* Exercise brief: Rename "microphone windscreen" to "mic foam cover" throughout the rows below, keep every other line the same, and omit the pictures.

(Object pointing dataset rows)

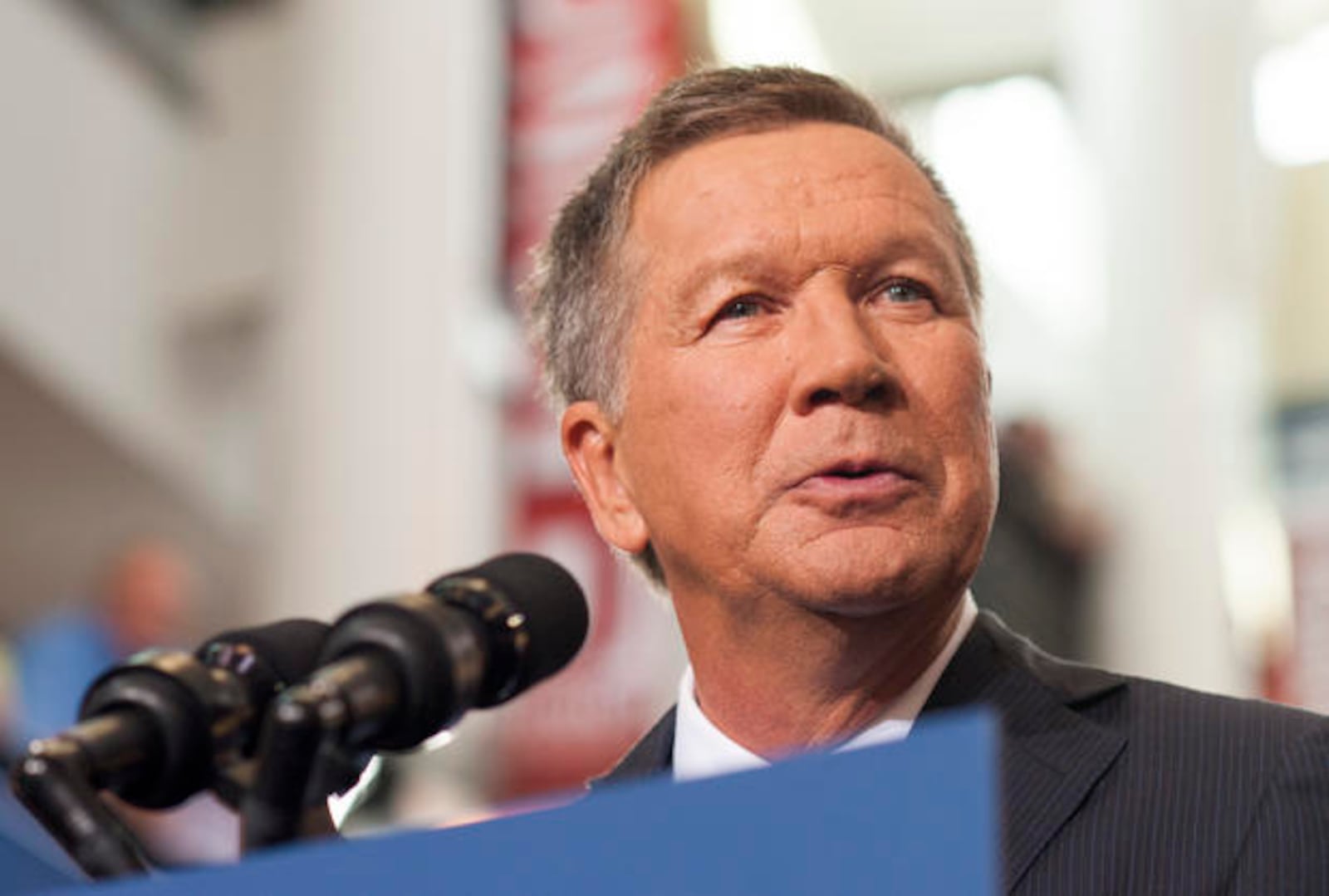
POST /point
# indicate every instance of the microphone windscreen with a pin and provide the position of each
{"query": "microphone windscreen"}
(289, 648)
(551, 600)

* Solution to this problem:
POST /point
# indicate every instance of the mic foam cover with a pin and provide the position of each
{"query": "mic foam cover"}
(289, 648)
(551, 600)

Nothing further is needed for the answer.